start
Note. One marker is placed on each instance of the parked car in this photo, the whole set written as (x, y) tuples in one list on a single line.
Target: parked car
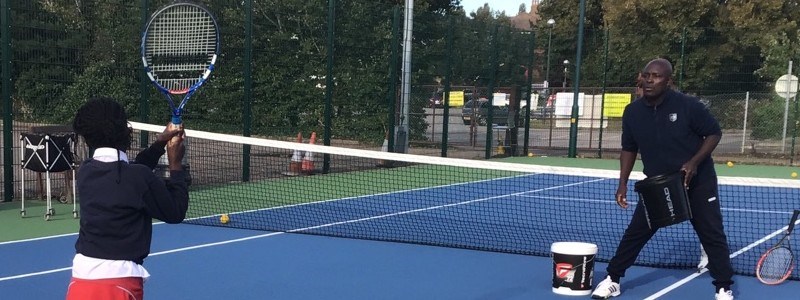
[(478, 111), (437, 99)]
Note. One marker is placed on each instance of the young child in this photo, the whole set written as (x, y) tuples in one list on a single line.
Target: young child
[(118, 201)]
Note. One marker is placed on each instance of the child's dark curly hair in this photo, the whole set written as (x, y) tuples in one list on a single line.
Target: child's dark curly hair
[(102, 122)]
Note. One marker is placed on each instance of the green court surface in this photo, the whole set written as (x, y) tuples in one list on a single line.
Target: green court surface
[(761, 171), (33, 224)]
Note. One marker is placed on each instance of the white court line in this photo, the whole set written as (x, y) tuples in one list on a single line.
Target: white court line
[(316, 227), (735, 254)]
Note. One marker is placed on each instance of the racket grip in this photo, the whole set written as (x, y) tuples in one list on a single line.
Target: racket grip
[(173, 125), (794, 219)]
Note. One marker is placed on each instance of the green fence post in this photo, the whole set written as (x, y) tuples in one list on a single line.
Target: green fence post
[(391, 93), (603, 95), (528, 91), (492, 77), (683, 59), (573, 126), (247, 64), (326, 162), (446, 93), (144, 87), (8, 121)]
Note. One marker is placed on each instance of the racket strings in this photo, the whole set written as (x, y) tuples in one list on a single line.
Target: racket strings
[(180, 45), (776, 265)]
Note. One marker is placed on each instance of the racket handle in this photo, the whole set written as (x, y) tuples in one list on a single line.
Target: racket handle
[(174, 125), (794, 219)]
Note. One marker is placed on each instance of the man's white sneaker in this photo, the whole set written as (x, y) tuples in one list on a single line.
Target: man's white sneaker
[(724, 294), (607, 289)]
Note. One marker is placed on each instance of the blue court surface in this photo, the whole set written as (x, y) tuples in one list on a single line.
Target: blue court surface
[(197, 262), (207, 262)]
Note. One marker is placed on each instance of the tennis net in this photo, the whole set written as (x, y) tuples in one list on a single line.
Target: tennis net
[(462, 203)]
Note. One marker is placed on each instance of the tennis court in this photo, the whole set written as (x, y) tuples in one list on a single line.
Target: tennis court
[(413, 231)]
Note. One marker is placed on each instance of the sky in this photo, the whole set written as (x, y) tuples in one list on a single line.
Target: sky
[(510, 6)]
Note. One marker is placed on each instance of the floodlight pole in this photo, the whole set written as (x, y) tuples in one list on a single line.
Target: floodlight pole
[(403, 130)]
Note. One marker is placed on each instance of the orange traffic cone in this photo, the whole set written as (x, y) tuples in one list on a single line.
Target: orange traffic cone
[(308, 159), (295, 165)]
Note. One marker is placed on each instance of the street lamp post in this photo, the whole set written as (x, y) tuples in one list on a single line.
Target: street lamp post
[(551, 23)]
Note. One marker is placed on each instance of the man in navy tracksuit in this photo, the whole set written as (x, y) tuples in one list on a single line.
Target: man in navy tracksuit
[(119, 200), (672, 132)]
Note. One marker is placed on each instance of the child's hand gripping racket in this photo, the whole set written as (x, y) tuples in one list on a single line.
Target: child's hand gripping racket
[(179, 48), (777, 263)]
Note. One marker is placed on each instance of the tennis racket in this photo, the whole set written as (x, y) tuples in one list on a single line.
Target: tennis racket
[(179, 49), (777, 263)]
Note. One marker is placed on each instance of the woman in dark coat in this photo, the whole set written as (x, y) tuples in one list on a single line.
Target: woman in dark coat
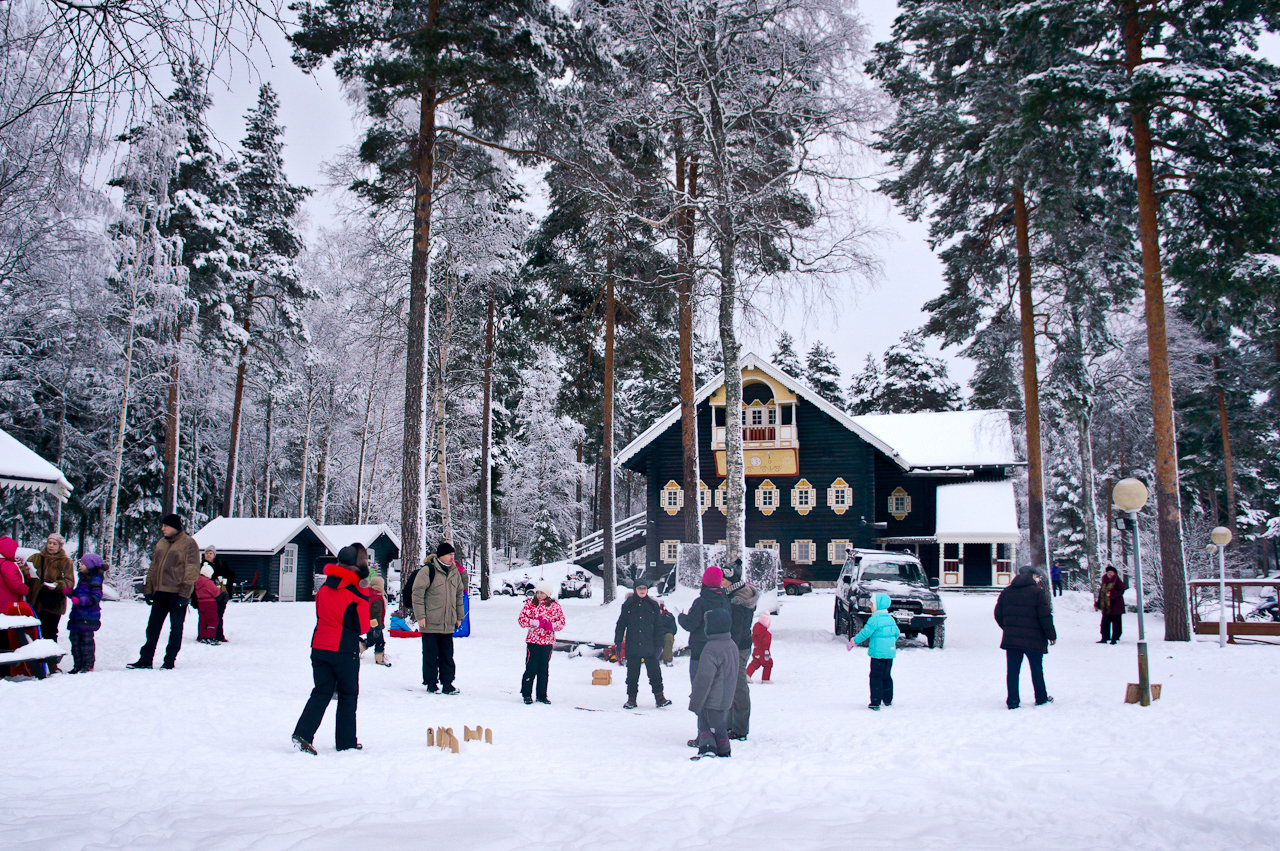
[(1110, 603), (640, 632)]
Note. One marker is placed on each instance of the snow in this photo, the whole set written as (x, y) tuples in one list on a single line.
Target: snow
[(977, 512), (37, 649), (946, 438), (366, 534), (200, 756), (256, 534), (23, 469)]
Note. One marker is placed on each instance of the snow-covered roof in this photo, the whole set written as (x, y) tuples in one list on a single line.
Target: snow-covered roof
[(977, 512), (753, 361), (256, 535), (364, 532), (23, 469), (946, 438)]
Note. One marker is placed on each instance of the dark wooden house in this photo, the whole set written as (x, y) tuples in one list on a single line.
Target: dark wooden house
[(379, 539), (277, 554), (819, 480)]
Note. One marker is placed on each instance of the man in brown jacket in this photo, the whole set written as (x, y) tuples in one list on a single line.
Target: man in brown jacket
[(53, 576), (438, 607), (174, 567)]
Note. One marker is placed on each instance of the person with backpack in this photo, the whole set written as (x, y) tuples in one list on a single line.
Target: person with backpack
[(639, 634), (881, 635), (1025, 616), (342, 618), (437, 603)]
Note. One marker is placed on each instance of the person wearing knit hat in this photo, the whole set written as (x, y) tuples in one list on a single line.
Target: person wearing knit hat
[(86, 614), (762, 644), (168, 588), (438, 604), (543, 617)]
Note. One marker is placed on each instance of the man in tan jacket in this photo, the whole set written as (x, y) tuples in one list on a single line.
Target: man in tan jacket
[(174, 567), (437, 596)]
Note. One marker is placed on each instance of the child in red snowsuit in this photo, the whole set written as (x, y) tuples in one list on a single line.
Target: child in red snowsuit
[(760, 643), (206, 600)]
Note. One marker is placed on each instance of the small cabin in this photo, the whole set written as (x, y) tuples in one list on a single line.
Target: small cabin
[(818, 481), (382, 543), (277, 554)]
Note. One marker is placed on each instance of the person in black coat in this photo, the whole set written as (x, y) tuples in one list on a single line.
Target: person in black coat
[(1025, 617), (640, 632)]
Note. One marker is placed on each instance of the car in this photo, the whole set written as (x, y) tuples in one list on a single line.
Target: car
[(792, 586), (914, 603)]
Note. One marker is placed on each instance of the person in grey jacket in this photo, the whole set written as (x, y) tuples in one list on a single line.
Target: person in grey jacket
[(713, 686)]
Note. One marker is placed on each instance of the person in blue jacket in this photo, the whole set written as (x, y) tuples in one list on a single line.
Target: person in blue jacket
[(881, 635)]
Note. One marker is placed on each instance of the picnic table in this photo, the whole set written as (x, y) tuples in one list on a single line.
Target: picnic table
[(1205, 591)]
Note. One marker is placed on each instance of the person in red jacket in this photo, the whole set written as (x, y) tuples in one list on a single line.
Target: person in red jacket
[(13, 586), (760, 643), (342, 618)]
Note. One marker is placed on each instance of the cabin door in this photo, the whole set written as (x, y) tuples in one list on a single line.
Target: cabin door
[(289, 573)]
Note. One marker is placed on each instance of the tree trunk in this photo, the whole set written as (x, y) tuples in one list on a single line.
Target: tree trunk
[(609, 566), (266, 457), (686, 188), (1031, 387), (1088, 501), (169, 489), (1228, 462), (1173, 566), (485, 440), (414, 461)]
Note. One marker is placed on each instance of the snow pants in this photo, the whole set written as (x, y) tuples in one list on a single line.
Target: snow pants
[(740, 713), (538, 664), (652, 666), (332, 671), (760, 662), (438, 659), (209, 620), (1036, 662), (164, 604), (882, 681), (82, 650)]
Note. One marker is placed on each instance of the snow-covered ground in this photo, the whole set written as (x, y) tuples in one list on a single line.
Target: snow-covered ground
[(200, 756)]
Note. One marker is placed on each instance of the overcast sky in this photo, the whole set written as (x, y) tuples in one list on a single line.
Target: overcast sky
[(319, 123)]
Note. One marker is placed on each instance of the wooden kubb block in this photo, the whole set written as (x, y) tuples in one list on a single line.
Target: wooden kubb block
[(1132, 695)]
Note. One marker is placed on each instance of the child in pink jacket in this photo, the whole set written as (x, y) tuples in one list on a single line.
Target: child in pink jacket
[(543, 617)]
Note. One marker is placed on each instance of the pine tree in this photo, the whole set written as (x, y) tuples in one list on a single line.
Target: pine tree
[(823, 375), (269, 292), (785, 356)]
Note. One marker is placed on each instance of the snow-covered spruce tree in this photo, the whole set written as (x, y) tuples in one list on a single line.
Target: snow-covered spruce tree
[(268, 293), (481, 62), (823, 375), (984, 173), (1196, 104), (785, 356), (912, 380)]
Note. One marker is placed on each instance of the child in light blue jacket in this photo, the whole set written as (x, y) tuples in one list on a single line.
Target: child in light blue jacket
[(881, 635)]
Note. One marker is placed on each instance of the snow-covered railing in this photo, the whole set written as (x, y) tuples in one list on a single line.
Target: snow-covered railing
[(594, 543)]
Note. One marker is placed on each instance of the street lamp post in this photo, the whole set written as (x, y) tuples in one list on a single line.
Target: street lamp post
[(1221, 536), (1129, 497)]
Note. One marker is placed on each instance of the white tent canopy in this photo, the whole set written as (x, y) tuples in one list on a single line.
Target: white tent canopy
[(977, 512), (24, 470)]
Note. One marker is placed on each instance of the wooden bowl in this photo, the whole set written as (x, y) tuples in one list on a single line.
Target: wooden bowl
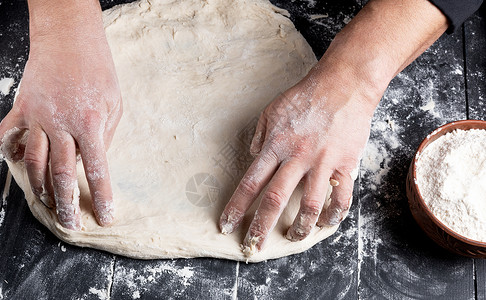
[(435, 229)]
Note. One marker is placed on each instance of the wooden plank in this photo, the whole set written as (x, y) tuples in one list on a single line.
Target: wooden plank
[(170, 279), (397, 260), (474, 45), (319, 21), (34, 264)]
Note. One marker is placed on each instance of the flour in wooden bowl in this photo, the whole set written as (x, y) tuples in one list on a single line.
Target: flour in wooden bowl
[(451, 177)]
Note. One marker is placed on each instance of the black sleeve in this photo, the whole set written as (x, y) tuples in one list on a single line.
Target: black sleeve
[(456, 11)]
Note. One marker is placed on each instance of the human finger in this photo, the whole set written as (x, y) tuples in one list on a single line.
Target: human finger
[(255, 179), (36, 160), (13, 136), (95, 163), (64, 178), (273, 202), (341, 198), (315, 190), (259, 136)]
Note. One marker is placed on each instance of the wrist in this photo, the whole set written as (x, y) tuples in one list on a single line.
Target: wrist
[(63, 22), (349, 83)]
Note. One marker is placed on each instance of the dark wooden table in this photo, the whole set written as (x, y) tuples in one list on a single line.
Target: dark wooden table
[(379, 251)]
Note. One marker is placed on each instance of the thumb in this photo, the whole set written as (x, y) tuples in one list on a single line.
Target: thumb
[(13, 136)]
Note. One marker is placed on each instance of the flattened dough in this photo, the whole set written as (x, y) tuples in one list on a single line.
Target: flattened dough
[(194, 76)]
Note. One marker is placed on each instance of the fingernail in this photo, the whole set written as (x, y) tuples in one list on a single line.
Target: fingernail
[(249, 247), (45, 198), (68, 217), (229, 222), (105, 213), (333, 182), (226, 228), (335, 217)]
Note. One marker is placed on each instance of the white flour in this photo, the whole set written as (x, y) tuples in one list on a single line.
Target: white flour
[(451, 176)]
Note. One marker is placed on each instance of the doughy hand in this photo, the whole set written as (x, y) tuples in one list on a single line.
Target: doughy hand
[(69, 100), (314, 132)]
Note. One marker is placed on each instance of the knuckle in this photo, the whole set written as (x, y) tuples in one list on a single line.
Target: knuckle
[(248, 186), (274, 199), (91, 119), (311, 207), (63, 173), (32, 159)]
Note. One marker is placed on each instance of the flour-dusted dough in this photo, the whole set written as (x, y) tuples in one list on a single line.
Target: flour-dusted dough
[(194, 76)]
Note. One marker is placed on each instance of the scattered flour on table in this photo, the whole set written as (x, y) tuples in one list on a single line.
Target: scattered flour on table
[(5, 85), (100, 293), (451, 176)]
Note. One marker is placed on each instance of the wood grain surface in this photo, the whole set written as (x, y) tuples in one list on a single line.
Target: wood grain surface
[(378, 253)]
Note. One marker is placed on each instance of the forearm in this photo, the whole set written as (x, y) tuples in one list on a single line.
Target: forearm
[(72, 23), (382, 40)]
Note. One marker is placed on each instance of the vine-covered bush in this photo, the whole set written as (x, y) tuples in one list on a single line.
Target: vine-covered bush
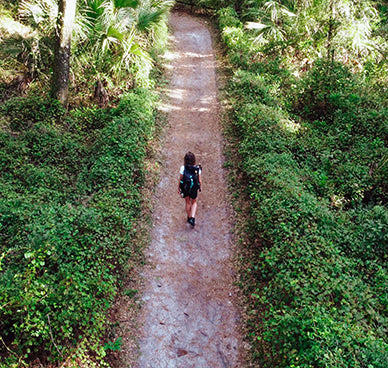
[(313, 156), (68, 207)]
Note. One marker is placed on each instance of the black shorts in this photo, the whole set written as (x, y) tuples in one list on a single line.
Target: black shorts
[(192, 194)]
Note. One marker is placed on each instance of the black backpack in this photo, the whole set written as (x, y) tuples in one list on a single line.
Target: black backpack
[(189, 184)]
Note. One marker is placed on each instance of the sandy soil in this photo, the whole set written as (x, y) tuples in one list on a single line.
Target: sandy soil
[(190, 318)]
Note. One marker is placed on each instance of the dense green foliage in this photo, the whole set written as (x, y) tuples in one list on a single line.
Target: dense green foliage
[(68, 208), (311, 149)]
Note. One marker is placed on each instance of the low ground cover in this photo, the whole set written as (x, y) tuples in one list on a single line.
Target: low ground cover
[(311, 154)]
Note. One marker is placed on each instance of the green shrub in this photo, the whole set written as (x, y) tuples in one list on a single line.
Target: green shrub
[(68, 207), (317, 272)]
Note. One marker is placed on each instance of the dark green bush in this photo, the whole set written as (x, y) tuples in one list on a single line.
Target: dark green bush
[(317, 270), (22, 112), (68, 207)]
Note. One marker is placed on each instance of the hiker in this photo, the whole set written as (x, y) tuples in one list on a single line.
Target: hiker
[(189, 184)]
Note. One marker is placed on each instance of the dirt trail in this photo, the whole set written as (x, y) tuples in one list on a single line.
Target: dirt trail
[(189, 318)]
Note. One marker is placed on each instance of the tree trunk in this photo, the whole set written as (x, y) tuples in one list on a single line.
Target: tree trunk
[(61, 67)]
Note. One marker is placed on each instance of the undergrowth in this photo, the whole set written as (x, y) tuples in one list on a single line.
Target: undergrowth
[(70, 196), (312, 163)]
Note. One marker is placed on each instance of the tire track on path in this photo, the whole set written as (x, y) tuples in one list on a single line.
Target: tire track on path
[(189, 318)]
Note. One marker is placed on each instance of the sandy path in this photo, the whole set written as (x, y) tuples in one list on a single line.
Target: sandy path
[(189, 318)]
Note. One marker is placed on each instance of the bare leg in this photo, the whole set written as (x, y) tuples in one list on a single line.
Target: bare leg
[(191, 207), (188, 206)]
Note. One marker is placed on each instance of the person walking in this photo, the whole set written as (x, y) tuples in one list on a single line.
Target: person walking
[(189, 184)]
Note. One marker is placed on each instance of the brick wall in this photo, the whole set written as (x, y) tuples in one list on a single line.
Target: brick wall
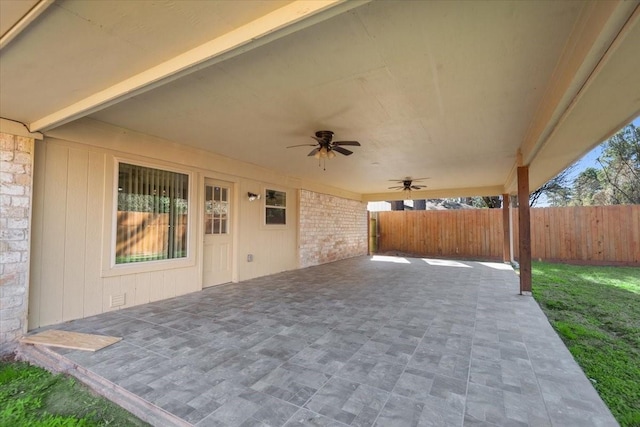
[(331, 228), (16, 182)]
end
■ **Task statement**:
Render the material above as a JSON array of strings, one string per line with blank lines omitted. Begin at the line that contains "Note. One marker is placed on each instance of the picnic" and stop after the line that contains "440), (414, 461)]".

■ **Response**:
[
  "Note. One marker is placed on each instance of the picnic table in this photo, the whole set written as (x, y) tuples in one list on a single line.",
  "Target: picnic table",
  "[(1205, 591)]",
  "Note. One marker is placed on each instance of the person in red jacket in this photo, the whole set written as (x, y) tuples in one list on a single line.",
  "Target: person in red jacket",
  "[(13, 586), (760, 643), (342, 618)]",
  "Note. One marker is placed on each instance of the cabin door in this photo, the whole set written as (x, y) tuples in one list on a single line.",
  "Target: cabin door",
  "[(289, 573)]",
  "Note. One marker is placed on each instance of the tree trunk in this photo, the whole set written as (x, y) tuples in one list on a single line.",
  "Target: tree trunk",
  "[(609, 566), (266, 457), (686, 188), (1031, 387), (1088, 501), (169, 489), (1228, 462), (1173, 566), (485, 440), (414, 461)]"
]